◆ **Job a**
Repeat word for word the part of the Ed Lyon interview starting with "by Katherine Cooper" and going on through "it come about?".

..............................

I. 17th Century Playlist (Theatre of the Ayre/Ed Lyon, t.). Delphian DCD34220.

From Presto Music:

Interview, Ed Lyon on his 17th-Century Playlist

by Katherine Cooper

The English tenor Ed Lyon has an impressive string of oratorio and opera recordings to his name, but has bided his time before making his debut solo album; released tomorrow on Delphian, 17th Century Playlist sees him joining forces with Theatre of the Ayre (featuring lutenist and theorbist Liz Kenny, whom David interviewed earlier this summer) for a programme of mostly unfamiliar but often irresistibly catchy songs by composers including Landi, Dowland, Guédron and Cavalli. We met up in London towards the end of the summer to talk about why he thinks there’s ‘nothing quite as sexy as baroque music’, the parallels between seventeenth-century songs and pop, and how the album reflects current listening trends.

You have quite a substantial discography in oratorio, but this is your first solo album: how did it come about?

In December 2017 I was at home recovering from a spine operation and had a lot of time to reflect on the business of singing, and it occurred to me how little making singers actually get to do in their careers. That isn’t a criticism, it’s just a statement of fact - particularly if you’re not one of the people who is on the recital-circuit, which I’m not (I’ve sung one recital in my entire life!). In most opera productions there’s somebody who tells you where to stand, somebody who tells you what to feel, somebody else who tells you what to say and how to pronounce it, somebody else tells you what speed it’s going to go, and yet another person who tells you what you’re going to wear. I’ve always had quite a strong desire to make things from scratch, but that’s generally been channelled into hobbies and outside interests: I’m quite into painting and calligraphy, and do illuminated manuscripts of my own as an outlet for that urge to create. So there I was sitting at home in Cheltenham and I thought: ‘What is it that I want to make?’. And that took me back to my abiding love of baroque music, which is still my go-to listen; I’ve always had quite a varied repertoire, but I just hit forty which is a bit of a turning-point vocally, so I thought it was a good opportunity to explore some of the earlier stuff that I’d always wanted to do but never got the chance; I’ve loved the Landi songs which are on the album for ten years.

..............................

◆ **Job b**
Reproduce exactly the rows starting with the line with "compact like (800,413)." and going on through the last line of the rows, both included.

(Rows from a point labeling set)

..............................

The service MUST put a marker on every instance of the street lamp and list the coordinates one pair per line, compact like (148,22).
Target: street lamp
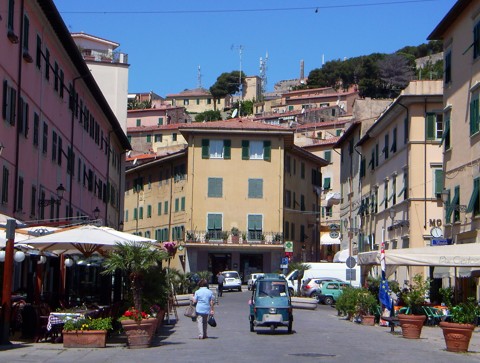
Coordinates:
(47,202)
(445,200)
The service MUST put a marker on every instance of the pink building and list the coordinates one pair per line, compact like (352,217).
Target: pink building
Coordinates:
(57,129)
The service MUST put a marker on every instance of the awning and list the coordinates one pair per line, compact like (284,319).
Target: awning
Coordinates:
(462,255)
(326,240)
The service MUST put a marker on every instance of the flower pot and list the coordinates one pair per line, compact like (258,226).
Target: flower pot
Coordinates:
(139,334)
(411,325)
(84,338)
(457,336)
(368,320)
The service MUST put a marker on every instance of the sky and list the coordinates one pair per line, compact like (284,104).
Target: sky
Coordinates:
(167,41)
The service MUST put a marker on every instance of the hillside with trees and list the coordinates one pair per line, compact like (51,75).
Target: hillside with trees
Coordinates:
(378,75)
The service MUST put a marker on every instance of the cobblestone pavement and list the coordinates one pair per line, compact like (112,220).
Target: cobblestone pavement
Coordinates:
(319,336)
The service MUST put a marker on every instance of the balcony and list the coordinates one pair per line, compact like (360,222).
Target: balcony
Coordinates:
(225,237)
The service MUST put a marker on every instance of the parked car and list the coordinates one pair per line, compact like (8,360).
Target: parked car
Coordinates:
(271,305)
(252,278)
(232,281)
(312,285)
(330,291)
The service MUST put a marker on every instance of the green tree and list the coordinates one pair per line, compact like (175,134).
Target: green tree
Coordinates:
(135,260)
(209,115)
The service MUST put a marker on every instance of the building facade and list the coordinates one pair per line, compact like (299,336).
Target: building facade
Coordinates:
(58,132)
(231,198)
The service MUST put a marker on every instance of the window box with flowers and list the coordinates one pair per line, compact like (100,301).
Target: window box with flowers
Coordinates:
(86,333)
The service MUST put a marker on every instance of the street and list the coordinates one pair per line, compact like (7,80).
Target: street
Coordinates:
(319,336)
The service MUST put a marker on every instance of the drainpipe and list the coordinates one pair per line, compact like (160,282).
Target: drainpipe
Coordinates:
(17,136)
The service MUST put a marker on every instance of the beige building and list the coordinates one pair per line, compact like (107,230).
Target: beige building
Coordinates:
(235,175)
(459,31)
(198,100)
(401,177)
(109,66)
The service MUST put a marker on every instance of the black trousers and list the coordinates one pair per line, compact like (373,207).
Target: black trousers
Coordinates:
(220,289)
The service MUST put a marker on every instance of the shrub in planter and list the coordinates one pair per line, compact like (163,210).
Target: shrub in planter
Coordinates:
(458,331)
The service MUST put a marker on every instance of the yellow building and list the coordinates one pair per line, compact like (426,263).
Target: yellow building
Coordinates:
(231,198)
(459,31)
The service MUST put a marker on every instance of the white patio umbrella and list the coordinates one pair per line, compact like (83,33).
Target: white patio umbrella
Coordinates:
(87,239)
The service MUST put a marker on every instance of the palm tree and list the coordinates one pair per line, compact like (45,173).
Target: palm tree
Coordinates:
(301,268)
(134,259)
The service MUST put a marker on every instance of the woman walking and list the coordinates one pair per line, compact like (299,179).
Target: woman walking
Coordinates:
(204,301)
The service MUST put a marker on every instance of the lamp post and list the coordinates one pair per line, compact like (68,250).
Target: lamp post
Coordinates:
(7,282)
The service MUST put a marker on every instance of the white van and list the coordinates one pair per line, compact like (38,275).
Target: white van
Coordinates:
(326,269)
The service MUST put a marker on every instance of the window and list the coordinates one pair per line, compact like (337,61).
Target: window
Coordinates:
(476,40)
(255,188)
(446,130)
(215,187)
(474,203)
(216,149)
(254,227)
(326,183)
(434,127)
(9,103)
(45,138)
(386,147)
(256,150)
(448,67)
(393,149)
(438,182)
(214,225)
(474,114)
(327,155)
(5,177)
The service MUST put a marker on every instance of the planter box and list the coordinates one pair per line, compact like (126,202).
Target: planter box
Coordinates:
(84,339)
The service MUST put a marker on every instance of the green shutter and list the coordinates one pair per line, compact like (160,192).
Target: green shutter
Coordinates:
(205,148)
(438,182)
(474,197)
(245,150)
(227,146)
(430,126)
(267,150)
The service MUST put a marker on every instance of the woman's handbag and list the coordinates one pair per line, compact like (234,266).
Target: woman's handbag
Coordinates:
(190,311)
(211,321)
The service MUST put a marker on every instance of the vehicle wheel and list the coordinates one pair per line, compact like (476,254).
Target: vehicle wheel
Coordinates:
(328,300)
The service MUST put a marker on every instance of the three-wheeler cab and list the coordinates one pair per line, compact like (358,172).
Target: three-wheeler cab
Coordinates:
(271,305)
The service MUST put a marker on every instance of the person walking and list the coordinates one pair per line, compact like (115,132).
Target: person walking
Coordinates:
(220,281)
(204,301)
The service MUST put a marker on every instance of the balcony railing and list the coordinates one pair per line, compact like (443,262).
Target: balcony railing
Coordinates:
(246,237)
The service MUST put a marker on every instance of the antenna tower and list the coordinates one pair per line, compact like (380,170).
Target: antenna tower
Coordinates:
(199,77)
(263,74)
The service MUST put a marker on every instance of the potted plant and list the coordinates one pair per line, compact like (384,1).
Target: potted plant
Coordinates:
(414,298)
(86,332)
(458,331)
(366,305)
(135,259)
(235,234)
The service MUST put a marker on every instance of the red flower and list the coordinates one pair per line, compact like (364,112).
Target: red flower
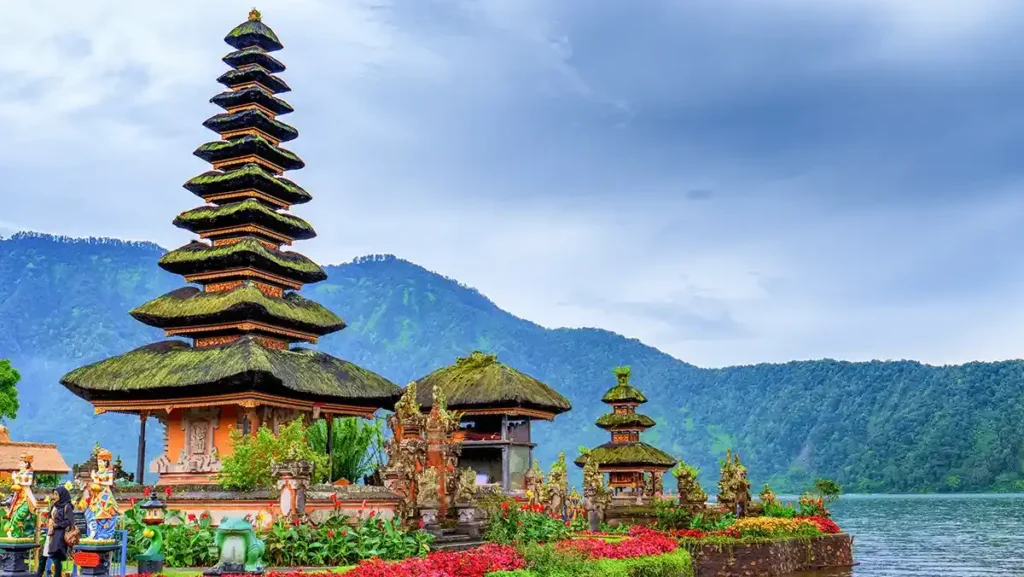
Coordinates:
(823,524)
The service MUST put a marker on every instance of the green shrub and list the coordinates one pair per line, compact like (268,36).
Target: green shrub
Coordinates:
(251,463)
(519,523)
(670,516)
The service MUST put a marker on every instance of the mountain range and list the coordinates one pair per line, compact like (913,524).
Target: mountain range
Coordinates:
(873,426)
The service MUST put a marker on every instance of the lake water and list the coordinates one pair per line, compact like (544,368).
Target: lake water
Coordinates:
(932,535)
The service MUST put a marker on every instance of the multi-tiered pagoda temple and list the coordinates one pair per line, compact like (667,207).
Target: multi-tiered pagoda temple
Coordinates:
(627,459)
(240,369)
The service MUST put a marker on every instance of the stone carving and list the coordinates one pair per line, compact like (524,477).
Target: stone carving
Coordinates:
(691,495)
(20,519)
(535,483)
(407,451)
(199,454)
(467,487)
(596,496)
(428,489)
(293,481)
(557,487)
(733,487)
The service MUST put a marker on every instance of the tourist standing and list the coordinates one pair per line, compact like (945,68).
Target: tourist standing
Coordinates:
(60,520)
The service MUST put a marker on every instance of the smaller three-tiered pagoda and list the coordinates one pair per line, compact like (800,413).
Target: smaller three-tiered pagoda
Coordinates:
(627,459)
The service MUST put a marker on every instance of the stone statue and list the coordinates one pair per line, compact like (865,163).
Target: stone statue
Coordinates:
(428,489)
(535,483)
(467,487)
(241,550)
(101,509)
(557,487)
(20,519)
(595,494)
(733,487)
(691,495)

..............................

◆ **Exercise response a**
by Katherine Cooper

The English tenor Ed Lyon has an impressive string of oratorio and opera recordings to his name, but has bided his time before making his debut solo album; released tomorrow on Delphian, 17th Century Playlist sees him joining forces with Theatre of the Ayre (featuring lutenist and theorbist Liz Kenny, whom David interviewed earlier this summer) for a programme of mostly unfamiliar but often irresistibly catchy songs by composers including Landi, Dowland, Guédron and Cavalli. We met up in London towards the end of the summer to talk about why he thinks there’s ‘nothing quite as sexy as baroque music’, the parallels between seventeenth-century songs and pop, and how the album reflects current listening trends.

You have quite a substantial discography in oratorio, but this is your first solo album: how did it come about?

◆ **Exercise response b**
The service MUST put a marker on every instance of the smaller three-tiered pagoda and list the coordinates one pair per line, compact like (800,413).
Target: smaller three-tiered pagoda
Coordinates:
(627,459)
The service MUST put a marker on every instance of the stone statue and list the coordinates one pair per line, compact like (865,163).
Target: stone statue
Coordinates:
(428,489)
(535,483)
(467,487)
(241,550)
(101,509)
(557,487)
(20,519)
(595,494)
(733,487)
(691,495)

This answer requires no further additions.